## Start
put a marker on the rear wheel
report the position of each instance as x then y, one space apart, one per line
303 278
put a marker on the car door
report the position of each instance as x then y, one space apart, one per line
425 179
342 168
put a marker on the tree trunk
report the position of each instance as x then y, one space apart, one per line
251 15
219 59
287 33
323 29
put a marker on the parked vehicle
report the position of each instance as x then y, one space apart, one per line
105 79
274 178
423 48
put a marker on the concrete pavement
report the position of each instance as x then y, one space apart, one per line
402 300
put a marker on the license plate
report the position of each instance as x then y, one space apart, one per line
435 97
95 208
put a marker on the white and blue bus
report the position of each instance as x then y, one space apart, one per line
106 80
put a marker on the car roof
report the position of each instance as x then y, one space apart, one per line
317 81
## End
## Start
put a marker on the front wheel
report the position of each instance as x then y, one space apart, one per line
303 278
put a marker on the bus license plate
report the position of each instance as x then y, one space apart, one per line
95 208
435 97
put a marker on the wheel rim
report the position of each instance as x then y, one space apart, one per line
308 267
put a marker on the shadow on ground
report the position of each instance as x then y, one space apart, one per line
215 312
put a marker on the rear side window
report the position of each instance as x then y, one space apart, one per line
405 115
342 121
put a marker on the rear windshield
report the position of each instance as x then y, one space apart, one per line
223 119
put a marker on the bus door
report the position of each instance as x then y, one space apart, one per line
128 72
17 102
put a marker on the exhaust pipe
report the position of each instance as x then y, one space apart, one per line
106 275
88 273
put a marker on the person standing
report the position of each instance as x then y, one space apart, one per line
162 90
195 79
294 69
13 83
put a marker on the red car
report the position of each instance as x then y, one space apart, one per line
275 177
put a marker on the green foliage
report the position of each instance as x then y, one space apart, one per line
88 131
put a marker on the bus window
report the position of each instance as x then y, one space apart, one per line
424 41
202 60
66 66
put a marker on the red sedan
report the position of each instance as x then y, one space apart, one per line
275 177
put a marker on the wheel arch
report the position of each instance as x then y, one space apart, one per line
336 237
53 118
## End
### Written problem
Give the number of lines above that contain the string "wheel", treating uppercase and lowercase letters as different. State only the number.

### Solution to the exercise
4